** SET EXERCISE **
Put the part of the listing that opens with the line containing "Annotate each stubble field you see." and closes with the line containing "[122,173,143,206]" into a numbered list, both of those lines included and blank lines left out. Leave the pictures out of your answer.

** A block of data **
******

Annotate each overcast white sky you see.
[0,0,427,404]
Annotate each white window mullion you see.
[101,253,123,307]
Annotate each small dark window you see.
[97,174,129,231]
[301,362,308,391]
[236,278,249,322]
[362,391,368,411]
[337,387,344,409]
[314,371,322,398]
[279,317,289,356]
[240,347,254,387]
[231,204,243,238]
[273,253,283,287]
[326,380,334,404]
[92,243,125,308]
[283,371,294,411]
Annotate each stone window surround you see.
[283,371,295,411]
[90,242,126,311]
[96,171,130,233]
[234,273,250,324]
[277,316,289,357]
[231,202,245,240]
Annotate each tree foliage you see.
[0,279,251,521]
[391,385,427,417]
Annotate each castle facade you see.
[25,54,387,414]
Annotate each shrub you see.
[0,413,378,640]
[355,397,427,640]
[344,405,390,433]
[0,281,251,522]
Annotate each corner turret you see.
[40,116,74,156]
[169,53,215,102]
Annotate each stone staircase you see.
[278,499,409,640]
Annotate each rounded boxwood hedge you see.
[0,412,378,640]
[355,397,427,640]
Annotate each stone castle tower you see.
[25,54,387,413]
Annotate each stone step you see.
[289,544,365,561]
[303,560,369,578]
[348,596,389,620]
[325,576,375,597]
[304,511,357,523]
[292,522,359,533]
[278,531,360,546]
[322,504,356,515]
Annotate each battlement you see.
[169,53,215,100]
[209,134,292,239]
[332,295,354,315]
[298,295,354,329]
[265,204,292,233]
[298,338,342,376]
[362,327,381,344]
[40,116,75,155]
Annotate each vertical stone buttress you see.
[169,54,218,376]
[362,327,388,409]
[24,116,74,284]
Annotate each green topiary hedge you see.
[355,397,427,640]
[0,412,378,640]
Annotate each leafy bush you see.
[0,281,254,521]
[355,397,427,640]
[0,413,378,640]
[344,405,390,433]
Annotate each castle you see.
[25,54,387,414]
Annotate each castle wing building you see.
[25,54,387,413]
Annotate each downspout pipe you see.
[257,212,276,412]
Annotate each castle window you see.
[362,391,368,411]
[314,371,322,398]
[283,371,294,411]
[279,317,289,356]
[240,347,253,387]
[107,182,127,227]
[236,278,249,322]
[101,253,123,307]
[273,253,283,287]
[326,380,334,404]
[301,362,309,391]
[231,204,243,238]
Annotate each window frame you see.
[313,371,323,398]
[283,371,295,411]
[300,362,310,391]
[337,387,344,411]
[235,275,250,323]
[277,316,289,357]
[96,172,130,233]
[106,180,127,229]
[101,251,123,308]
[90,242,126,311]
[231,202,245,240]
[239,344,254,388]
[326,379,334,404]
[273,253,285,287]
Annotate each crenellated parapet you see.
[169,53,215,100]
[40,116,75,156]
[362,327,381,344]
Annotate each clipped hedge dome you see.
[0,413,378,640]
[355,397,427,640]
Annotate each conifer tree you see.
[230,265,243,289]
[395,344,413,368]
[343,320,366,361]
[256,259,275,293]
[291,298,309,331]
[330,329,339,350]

******

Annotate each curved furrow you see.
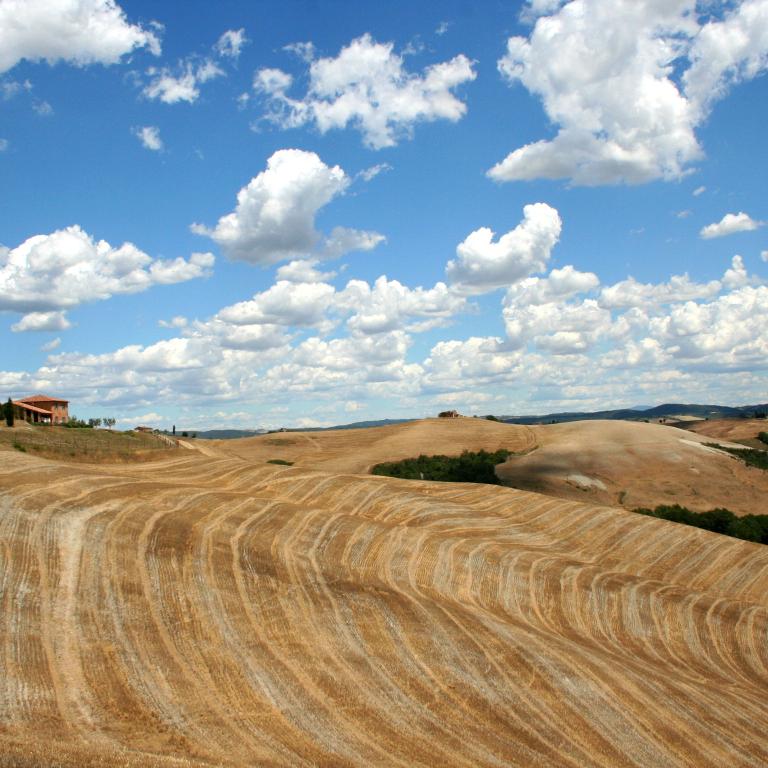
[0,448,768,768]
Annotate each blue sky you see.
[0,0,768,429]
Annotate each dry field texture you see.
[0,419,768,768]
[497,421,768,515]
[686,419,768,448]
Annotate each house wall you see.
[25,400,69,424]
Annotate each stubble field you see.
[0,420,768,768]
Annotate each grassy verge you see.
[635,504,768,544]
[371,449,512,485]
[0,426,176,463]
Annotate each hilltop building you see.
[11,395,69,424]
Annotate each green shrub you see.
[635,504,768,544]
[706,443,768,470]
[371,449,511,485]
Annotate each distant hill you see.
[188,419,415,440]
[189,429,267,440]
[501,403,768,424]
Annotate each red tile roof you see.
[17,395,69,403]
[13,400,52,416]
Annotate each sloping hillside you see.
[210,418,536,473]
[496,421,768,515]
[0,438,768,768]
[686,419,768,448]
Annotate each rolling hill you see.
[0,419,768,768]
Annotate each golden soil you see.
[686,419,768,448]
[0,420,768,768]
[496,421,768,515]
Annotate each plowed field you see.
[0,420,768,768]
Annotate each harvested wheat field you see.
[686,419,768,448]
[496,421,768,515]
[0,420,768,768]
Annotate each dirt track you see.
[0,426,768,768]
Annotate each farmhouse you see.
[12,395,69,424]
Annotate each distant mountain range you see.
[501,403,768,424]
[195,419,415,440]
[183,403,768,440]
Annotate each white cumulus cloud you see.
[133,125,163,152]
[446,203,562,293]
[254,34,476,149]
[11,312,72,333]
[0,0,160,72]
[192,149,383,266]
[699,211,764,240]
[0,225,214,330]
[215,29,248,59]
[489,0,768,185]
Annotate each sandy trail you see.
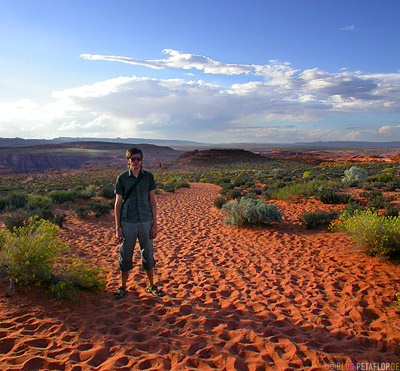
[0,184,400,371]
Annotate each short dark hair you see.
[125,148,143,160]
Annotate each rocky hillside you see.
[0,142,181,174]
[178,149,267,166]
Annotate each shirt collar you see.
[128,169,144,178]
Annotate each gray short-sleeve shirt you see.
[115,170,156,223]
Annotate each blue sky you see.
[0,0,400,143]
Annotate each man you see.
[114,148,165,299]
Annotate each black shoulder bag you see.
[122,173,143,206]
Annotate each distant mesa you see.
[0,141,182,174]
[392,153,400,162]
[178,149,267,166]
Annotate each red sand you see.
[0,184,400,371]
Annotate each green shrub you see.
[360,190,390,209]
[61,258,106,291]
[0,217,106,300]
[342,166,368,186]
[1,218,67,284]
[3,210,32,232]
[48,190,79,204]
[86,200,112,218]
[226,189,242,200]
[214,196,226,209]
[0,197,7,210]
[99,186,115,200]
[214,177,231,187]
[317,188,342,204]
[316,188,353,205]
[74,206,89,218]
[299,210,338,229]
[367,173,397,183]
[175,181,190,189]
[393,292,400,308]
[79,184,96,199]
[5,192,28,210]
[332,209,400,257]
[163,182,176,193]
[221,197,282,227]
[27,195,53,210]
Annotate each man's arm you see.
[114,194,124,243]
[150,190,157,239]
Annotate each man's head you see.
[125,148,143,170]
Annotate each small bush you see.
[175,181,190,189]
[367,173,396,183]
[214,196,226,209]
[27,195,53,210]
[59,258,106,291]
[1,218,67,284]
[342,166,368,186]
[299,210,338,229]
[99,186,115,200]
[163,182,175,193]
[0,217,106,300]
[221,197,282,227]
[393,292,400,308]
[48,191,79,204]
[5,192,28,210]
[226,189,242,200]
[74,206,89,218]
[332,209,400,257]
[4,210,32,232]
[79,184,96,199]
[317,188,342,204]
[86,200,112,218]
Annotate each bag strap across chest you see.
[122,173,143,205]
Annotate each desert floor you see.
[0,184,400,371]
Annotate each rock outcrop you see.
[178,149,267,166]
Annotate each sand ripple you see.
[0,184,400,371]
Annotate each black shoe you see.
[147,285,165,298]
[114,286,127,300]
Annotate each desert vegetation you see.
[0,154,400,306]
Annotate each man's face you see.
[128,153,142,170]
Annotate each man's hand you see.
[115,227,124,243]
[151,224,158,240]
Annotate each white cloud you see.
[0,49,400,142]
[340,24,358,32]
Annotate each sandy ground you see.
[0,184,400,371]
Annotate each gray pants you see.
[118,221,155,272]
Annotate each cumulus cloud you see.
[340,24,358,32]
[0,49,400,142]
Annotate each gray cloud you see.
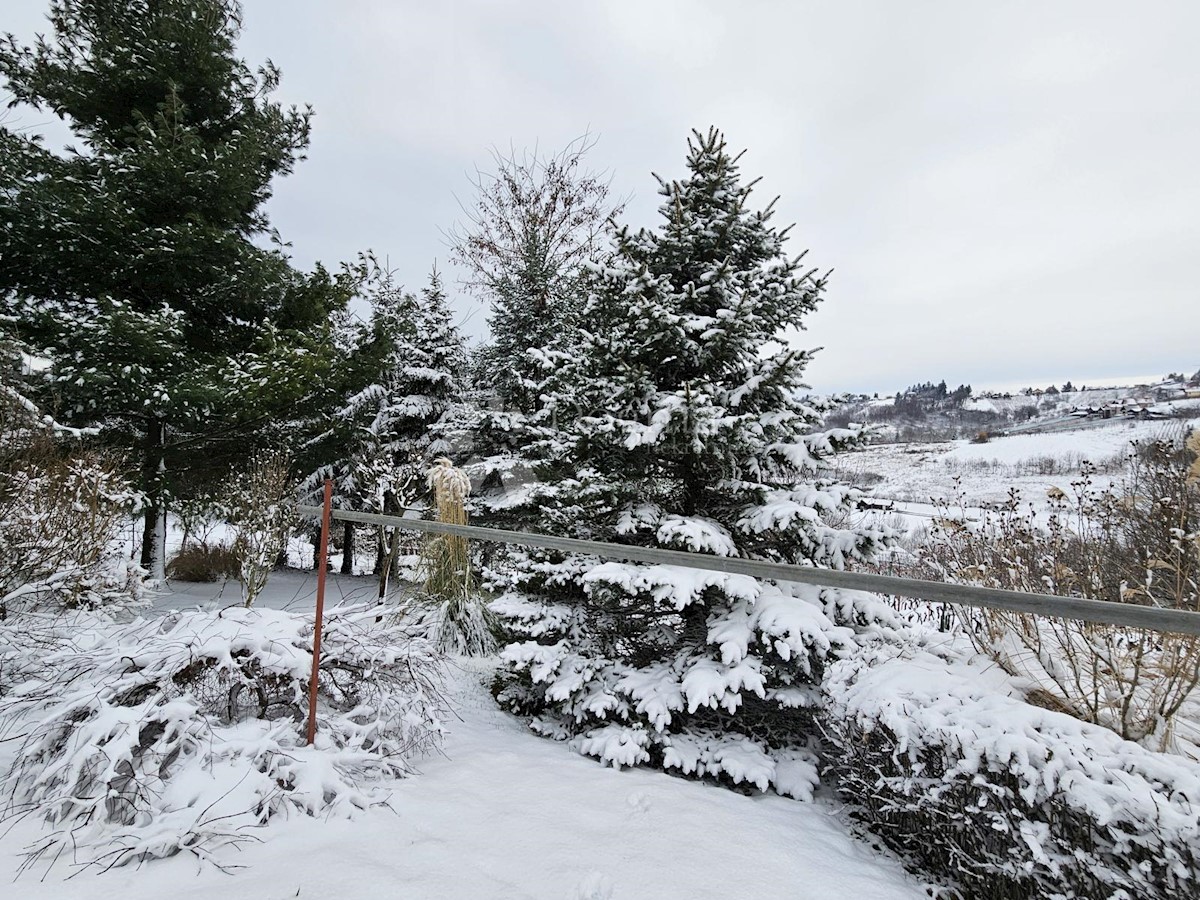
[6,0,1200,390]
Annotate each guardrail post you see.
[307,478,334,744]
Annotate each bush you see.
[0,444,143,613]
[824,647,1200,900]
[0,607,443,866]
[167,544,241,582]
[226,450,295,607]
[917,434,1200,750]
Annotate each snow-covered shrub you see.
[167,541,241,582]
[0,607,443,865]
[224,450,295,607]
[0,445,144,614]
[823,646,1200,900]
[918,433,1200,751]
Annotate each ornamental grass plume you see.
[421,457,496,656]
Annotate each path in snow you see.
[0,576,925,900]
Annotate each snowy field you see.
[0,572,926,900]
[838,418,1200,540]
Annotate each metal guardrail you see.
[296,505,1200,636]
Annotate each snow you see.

******

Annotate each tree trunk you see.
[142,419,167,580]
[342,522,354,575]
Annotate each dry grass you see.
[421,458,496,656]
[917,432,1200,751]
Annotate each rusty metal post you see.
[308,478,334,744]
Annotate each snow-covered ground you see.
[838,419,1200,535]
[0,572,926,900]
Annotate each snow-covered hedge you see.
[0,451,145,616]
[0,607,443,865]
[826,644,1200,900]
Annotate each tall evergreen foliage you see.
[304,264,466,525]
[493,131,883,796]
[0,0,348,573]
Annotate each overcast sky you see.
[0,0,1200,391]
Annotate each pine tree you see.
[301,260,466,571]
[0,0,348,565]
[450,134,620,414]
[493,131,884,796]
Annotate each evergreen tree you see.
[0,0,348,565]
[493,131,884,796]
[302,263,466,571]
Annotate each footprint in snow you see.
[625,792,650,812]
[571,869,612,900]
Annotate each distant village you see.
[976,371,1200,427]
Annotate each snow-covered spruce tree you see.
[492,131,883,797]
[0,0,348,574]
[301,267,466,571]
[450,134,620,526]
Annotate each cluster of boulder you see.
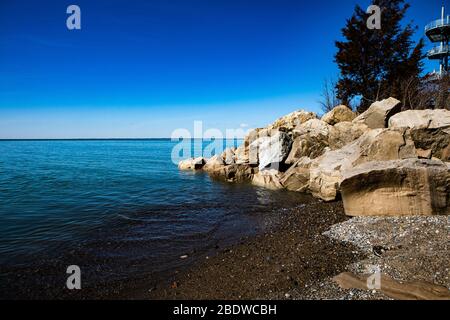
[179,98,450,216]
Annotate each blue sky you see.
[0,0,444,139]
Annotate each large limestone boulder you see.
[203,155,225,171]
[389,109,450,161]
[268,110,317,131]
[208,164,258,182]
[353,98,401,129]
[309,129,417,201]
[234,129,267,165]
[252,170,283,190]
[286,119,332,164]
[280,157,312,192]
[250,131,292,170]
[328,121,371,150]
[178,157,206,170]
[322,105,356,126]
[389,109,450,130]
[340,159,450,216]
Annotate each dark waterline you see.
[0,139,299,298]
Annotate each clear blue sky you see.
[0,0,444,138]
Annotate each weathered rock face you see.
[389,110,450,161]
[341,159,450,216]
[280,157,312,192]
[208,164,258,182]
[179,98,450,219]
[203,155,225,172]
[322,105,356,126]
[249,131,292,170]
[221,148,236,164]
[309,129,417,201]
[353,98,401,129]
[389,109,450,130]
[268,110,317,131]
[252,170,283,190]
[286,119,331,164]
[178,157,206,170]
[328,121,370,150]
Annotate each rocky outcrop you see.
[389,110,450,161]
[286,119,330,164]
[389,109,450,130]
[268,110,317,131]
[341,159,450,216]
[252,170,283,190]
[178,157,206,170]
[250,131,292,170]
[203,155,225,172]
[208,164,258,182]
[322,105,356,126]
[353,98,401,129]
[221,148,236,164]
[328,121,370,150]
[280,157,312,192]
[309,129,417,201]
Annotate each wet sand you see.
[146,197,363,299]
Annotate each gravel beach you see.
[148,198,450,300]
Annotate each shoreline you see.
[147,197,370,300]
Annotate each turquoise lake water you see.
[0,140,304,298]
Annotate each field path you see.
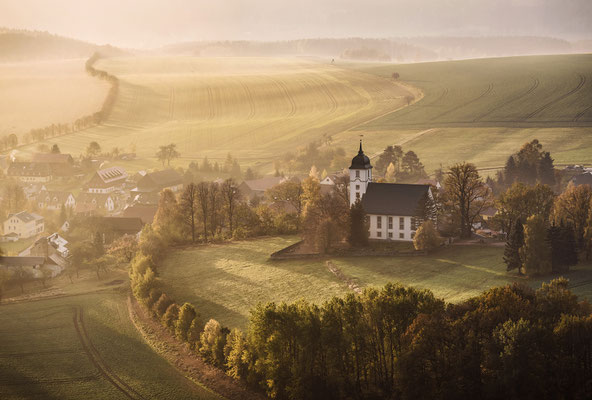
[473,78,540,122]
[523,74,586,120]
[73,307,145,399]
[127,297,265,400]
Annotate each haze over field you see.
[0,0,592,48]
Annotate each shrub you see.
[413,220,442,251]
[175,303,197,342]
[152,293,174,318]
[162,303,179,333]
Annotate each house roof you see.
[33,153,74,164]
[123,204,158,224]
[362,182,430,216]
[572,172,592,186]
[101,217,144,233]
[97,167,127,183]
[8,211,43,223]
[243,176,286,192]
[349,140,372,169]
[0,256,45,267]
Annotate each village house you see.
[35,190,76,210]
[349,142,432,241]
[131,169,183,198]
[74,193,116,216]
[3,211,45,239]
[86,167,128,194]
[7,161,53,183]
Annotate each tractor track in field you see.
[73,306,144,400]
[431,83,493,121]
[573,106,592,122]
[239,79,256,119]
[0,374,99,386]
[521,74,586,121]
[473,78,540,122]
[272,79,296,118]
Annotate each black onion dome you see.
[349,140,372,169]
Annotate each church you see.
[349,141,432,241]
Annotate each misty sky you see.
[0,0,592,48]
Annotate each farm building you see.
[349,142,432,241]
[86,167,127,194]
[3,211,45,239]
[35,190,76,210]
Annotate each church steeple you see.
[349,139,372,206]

******

** TASK RESPONSE **
1. Annotate each stubble field you see.
2. [0,420,768,768]
3. Annotate each grassy verge you see.
4. [635,504,768,544]
5. [371,449,512,485]
6. [0,426,176,463]
7. Annotate each hilltop building you see.
8. [11,395,69,424]
9. Annotate each green shrub you see.
10. [635,504,768,544]
11. [706,443,768,470]
12. [371,449,511,485]
13. Annotate each distant hill you see.
14. [188,419,415,440]
15. [189,429,267,440]
16. [501,403,768,424]
17. Annotate each red tile roof you see.
18. [17,395,69,403]
19. [13,400,52,416]
20. Annotate each sloping hillside you see.
21. [210,418,536,473]
22. [496,421,768,515]
23. [0,438,768,768]
24. [686,419,768,448]
25. Annotate each rolling hill you see.
26. [0,419,768,768]
27. Annotate each golden soil you see.
28. [686,419,768,448]
29. [0,420,768,768]
30. [496,421,768,515]
31. Annotate each plowed field you see.
32. [0,420,768,768]
33. Annotate each harvested wheat field you see.
34. [686,419,768,448]
35. [496,421,768,515]
36. [0,420,768,768]
37. Annotate each dirt track you see.
38. [0,426,768,768]
39. Annotate each farmhouse you see.
40. [12,395,69,424]
41. Annotate each distant mountain range you see.
42. [501,403,768,424]
43. [195,419,415,440]
44. [183,403,768,440]
45. Annotate each white cumulus cloud you see.
46. [133,125,163,152]
47. [446,203,562,293]
48. [254,34,476,149]
49. [11,312,72,333]
50. [0,0,160,72]
51. [192,149,383,266]
52. [699,211,764,240]
53. [0,225,214,330]
54. [215,29,248,59]
55. [489,0,768,185]
56. Annotate each sandy trail you see.
57. [0,184,400,371]
58. Annotate each short dark hair you see.
59. [125,148,143,160]
60. Annotate each rocky hillside you see.
61. [0,142,181,174]
62. [178,149,267,166]
63. Annotate each shirt collar you see.
64. [128,169,144,178]
65. Annotate each gray short-sleeve shirt you see.
66. [115,170,156,223]
67. Annotate each blue sky you see.
68. [0,0,400,143]
69. Annotate each man you see.
70. [114,148,165,299]
71. Annotate each black shoulder bag you see.
72. [122,173,143,206]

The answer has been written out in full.